** ASSIGNED TASK **
Copy all of the records below line for line, leaving out the pictures.

───── DATA UNDER STUDY ─────

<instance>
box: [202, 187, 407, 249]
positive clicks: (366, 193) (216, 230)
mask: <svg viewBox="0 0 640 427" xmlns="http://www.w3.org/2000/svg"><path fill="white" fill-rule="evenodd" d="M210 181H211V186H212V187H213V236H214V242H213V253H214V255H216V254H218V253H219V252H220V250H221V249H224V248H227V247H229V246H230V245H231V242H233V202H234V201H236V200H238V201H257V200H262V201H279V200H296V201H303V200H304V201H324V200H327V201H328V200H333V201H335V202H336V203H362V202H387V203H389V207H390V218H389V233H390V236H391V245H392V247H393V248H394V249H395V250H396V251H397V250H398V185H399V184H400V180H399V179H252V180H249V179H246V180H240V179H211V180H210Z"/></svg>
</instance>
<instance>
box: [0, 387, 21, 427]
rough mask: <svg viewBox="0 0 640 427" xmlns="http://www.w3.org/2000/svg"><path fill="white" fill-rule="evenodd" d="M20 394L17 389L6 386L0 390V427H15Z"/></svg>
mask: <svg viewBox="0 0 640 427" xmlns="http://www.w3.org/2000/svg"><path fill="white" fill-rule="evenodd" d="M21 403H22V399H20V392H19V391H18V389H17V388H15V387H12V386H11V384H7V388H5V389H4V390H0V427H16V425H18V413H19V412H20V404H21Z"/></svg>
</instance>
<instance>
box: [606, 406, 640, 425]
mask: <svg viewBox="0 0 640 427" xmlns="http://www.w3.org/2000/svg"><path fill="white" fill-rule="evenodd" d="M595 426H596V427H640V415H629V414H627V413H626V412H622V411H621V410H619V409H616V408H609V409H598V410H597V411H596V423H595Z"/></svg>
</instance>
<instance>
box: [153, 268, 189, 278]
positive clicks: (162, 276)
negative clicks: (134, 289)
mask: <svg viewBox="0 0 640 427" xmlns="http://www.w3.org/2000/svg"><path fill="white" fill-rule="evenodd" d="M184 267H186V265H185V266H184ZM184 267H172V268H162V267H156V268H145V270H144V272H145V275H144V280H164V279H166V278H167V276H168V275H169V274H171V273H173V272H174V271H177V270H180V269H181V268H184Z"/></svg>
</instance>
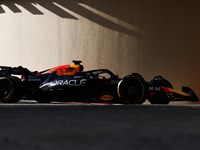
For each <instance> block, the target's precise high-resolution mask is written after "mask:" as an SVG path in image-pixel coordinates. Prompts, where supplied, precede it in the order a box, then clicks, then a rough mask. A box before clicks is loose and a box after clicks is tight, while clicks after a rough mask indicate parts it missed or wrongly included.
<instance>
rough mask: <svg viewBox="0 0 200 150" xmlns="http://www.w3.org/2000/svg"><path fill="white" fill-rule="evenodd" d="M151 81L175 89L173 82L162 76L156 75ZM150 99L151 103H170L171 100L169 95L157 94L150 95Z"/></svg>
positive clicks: (153, 103) (162, 103)
mask: <svg viewBox="0 0 200 150" xmlns="http://www.w3.org/2000/svg"><path fill="white" fill-rule="evenodd" d="M150 83H153V84H156V85H160V86H163V87H168V88H171V89H173V86H172V84H171V83H170V82H169V81H168V80H166V79H164V78H163V77H162V76H155V77H154V79H153V80H151V81H150ZM148 101H149V102H150V103H151V104H169V102H170V100H169V99H168V98H167V97H157V96H155V95H153V96H149V98H148Z"/></svg>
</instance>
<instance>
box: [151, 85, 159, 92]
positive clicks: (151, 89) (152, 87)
mask: <svg viewBox="0 0 200 150" xmlns="http://www.w3.org/2000/svg"><path fill="white" fill-rule="evenodd" d="M149 91H161V87H153V86H150V87H149Z"/></svg>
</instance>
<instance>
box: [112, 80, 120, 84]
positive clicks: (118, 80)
mask: <svg viewBox="0 0 200 150" xmlns="http://www.w3.org/2000/svg"><path fill="white" fill-rule="evenodd" d="M118 83H119V80H111V84H118Z"/></svg>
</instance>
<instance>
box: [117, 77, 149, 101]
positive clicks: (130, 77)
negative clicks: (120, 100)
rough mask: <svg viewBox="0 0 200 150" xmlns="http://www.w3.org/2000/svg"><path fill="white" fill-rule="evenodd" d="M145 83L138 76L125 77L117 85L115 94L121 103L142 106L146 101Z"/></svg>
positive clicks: (142, 77)
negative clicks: (119, 99)
mask: <svg viewBox="0 0 200 150" xmlns="http://www.w3.org/2000/svg"><path fill="white" fill-rule="evenodd" d="M146 89H147V88H146V81H145V80H144V78H143V77H142V76H141V75H140V74H138V73H133V74H132V75H128V76H125V77H124V78H123V79H121V81H120V82H119V83H118V86H117V92H118V96H119V97H120V100H121V101H122V103H126V104H142V103H144V102H145V101H146V91H147V90H146Z"/></svg>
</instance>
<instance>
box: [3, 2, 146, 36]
mask: <svg viewBox="0 0 200 150" xmlns="http://www.w3.org/2000/svg"><path fill="white" fill-rule="evenodd" d="M3 5H4V6H6V7H8V8H9V9H10V10H11V11H12V12H13V13H22V10H20V7H23V8H24V9H26V10H27V11H28V12H30V13H31V14H33V15H44V12H42V10H40V9H38V6H41V7H43V8H45V9H47V10H48V11H50V12H52V13H54V14H55V15H57V16H59V17H61V18H67V19H78V18H77V17H75V16H74V15H73V14H74V13H75V14H76V15H79V16H81V17H84V18H86V19H88V20H90V21H92V22H94V23H97V24H99V25H101V26H103V27H105V28H108V29H111V30H115V31H119V32H121V33H125V34H128V35H131V36H134V37H137V38H143V36H142V35H141V34H140V33H138V31H137V29H138V28H140V29H142V25H143V22H142V18H141V17H140V16H139V15H136V14H135V9H138V6H137V7H136V6H135V5H134V3H133V2H132V1H131V0H129V1H128V2H126V3H125V2H124V1H123V0H118V1H116V0H109V1H107V0H101V1H99V0H65V1H63V0H34V1H33V0H26V1H21V0H15V1H6V0H5V1H1V2H0V14H2V13H6V11H5V10H4V8H3V7H2V6H3ZM141 7H142V6H141ZM134 8H135V9H134ZM70 12H72V13H70ZM119 22H121V23H119ZM133 27H134V29H133ZM134 30H135V31H134Z"/></svg>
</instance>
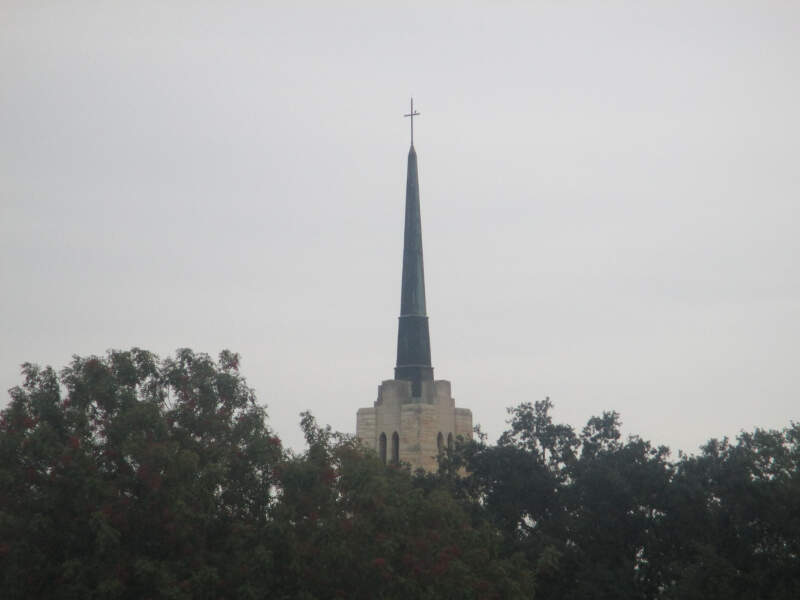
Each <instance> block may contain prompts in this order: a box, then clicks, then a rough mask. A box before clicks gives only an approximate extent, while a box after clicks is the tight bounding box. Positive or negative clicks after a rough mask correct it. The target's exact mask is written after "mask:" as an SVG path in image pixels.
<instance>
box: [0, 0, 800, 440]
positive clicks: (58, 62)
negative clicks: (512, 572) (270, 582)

─────

** EXERCISE RESPONSE **
<instance>
box: [202, 187, 407, 249]
positive clicks: (366, 193) (216, 230)
mask: <svg viewBox="0 0 640 427" xmlns="http://www.w3.org/2000/svg"><path fill="white" fill-rule="evenodd" d="M210 181H211V186H212V187H213V236H214V242H213V253H214V255H216V254H218V253H219V252H220V250H221V249H224V248H227V247H229V246H230V245H231V242H233V202H234V201H236V200H238V201H257V200H262V201H279V200H296V201H303V200H304V201H324V200H327V201H328V200H333V201H335V202H336V203H362V202H387V203H389V207H390V218H389V233H390V236H391V245H392V247H393V248H394V249H395V250H396V251H397V250H398V185H399V184H400V180H399V179H252V180H249V179H246V180H240V179H211V180H210Z"/></svg>
</instance>
<instance>
box: [0, 387, 21, 427]
rough mask: <svg viewBox="0 0 640 427" xmlns="http://www.w3.org/2000/svg"><path fill="white" fill-rule="evenodd" d="M20 394L17 389L6 386L0 390V427H15Z"/></svg>
mask: <svg viewBox="0 0 640 427" xmlns="http://www.w3.org/2000/svg"><path fill="white" fill-rule="evenodd" d="M21 403H22V399H20V392H19V391H18V389H17V388H15V387H12V386H11V384H7V388H5V389H4V390H0V427H16V425H18V413H19V412H20V404H21Z"/></svg>
</instance>
<instance>
box: [606, 406, 640, 425]
mask: <svg viewBox="0 0 640 427" xmlns="http://www.w3.org/2000/svg"><path fill="white" fill-rule="evenodd" d="M595 426H596V427H640V415H629V414H627V413H626V412H622V411H621V410H619V409H616V408H609V409H598V410H597V411H596V423H595Z"/></svg>
</instance>
<instance>
box: [153, 268, 189, 278]
positive clicks: (162, 276)
negative clicks: (134, 289)
mask: <svg viewBox="0 0 640 427" xmlns="http://www.w3.org/2000/svg"><path fill="white" fill-rule="evenodd" d="M184 267H186V265H185V266H184ZM184 267H172V268H162V267H156V268H145V270H144V272H145V275H144V280H164V279H166V278H167V276H168V275H169V274H171V273H173V272H174V271H177V270H180V269H181V268H184Z"/></svg>
</instance>
For each <instance> block, the target's precise high-resolution mask is written after "mask:" as an SVG path in image-pixel coordinates. Prompts, where supplied, precede it in the order a box, then clicks, then a rough mask. A box before clicks is loose and a box after clicks is tight, while clicks after a rough mask indicate parts it missed or wrongly included.
<instance>
rough mask: <svg viewBox="0 0 200 150" xmlns="http://www.w3.org/2000/svg"><path fill="white" fill-rule="evenodd" d="M151 81L175 89L173 82L162 76L156 75ZM150 99L151 103H170L171 100L169 95L157 94L150 95Z"/></svg>
positive clicks: (153, 103) (162, 103)
mask: <svg viewBox="0 0 200 150" xmlns="http://www.w3.org/2000/svg"><path fill="white" fill-rule="evenodd" d="M150 83H153V84H156V85H160V86H163V87H168V88H171V89H173V86H172V84H171V83H170V82H169V81H168V80H166V79H164V78H163V77H162V76H155V77H154V79H153V80H151V81H150ZM148 101H149V102H150V103H151V104H169V102H170V100H169V99H168V98H167V97H157V96H155V95H153V96H149V98H148Z"/></svg>
</instance>
<instance>
box: [151, 85, 159, 92]
positive clicks: (151, 89) (152, 87)
mask: <svg viewBox="0 0 200 150" xmlns="http://www.w3.org/2000/svg"><path fill="white" fill-rule="evenodd" d="M149 91H161V87H153V86H150V87H149Z"/></svg>
</instance>
<instance>
box: [112, 80, 120, 84]
positive clicks: (118, 80)
mask: <svg viewBox="0 0 200 150" xmlns="http://www.w3.org/2000/svg"><path fill="white" fill-rule="evenodd" d="M118 83H119V80H111V84H118Z"/></svg>
</instance>
<instance>
box: [117, 77, 149, 101]
positive clicks: (130, 77)
negative clicks: (120, 100)
rough mask: <svg viewBox="0 0 200 150" xmlns="http://www.w3.org/2000/svg"><path fill="white" fill-rule="evenodd" d="M145 83L138 76L125 77L117 85L115 94L121 103L142 106L146 101Z"/></svg>
positive clicks: (142, 77)
negative clicks: (119, 99)
mask: <svg viewBox="0 0 200 150" xmlns="http://www.w3.org/2000/svg"><path fill="white" fill-rule="evenodd" d="M146 89H147V88H146V81H145V80H144V78H143V77H142V76H141V75H140V74H138V73H133V74H132V75H128V76H125V77H124V78H123V79H121V81H120V82H119V83H118V86H117V92H118V96H119V97H120V100H121V101H122V103H126V104H142V103H144V102H145V101H146V91H147V90H146Z"/></svg>
</instance>
<instance>
box: [3, 2, 146, 36]
mask: <svg viewBox="0 0 200 150" xmlns="http://www.w3.org/2000/svg"><path fill="white" fill-rule="evenodd" d="M3 5H4V6H6V7H8V8H9V9H10V10H11V11H12V12H13V13H22V10H20V7H23V8H24V9H26V10H27V11H28V12H30V13H31V14H33V15H44V12H42V10H40V9H38V6H41V7H43V8H45V9H47V10H48V11H50V12H52V13H54V14H55V15H57V16H59V17H61V18H67V19H78V18H77V17H75V16H74V15H73V14H74V13H75V14H76V15H79V16H81V17H84V18H86V19H88V20H90V21H92V22H94V23H97V24H99V25H101V26H103V27H105V28H108V29H111V30H115V31H119V32H121V33H125V34H128V35H131V36H134V37H137V38H143V36H142V35H141V34H140V33H138V31H137V29H138V28H140V29H142V25H143V22H142V18H141V17H140V16H139V15H136V14H135V9H138V6H137V7H136V6H135V5H134V3H133V2H132V1H131V0H129V1H128V2H126V3H125V2H124V1H123V0H118V1H116V0H109V1H107V0H101V1H99V0H65V1H63V0H34V1H33V0H26V1H21V0H15V1H6V0H5V1H1V2H0V14H2V13H6V11H5V10H4V8H3V7H2V6H3ZM141 7H142V6H141ZM134 8H135V9H134ZM70 12H72V13H70ZM119 22H121V23H119ZM133 27H134V29H133ZM134 30H135V31H134Z"/></svg>
</instance>
Each <instance> block may contain prompts in this order: a box, then clicks, then a rough mask. A box before clicks gives only an approximate extent, while a box after clicks is the tight bounding box. Positive or negative clicks after a rough mask correct it. The target's exact mask is written after "mask:" as an SVG path in image pixels.
<instance>
box: [0, 0, 800, 440]
positive clicks: (58, 62)
negative clicks: (512, 572) (270, 582)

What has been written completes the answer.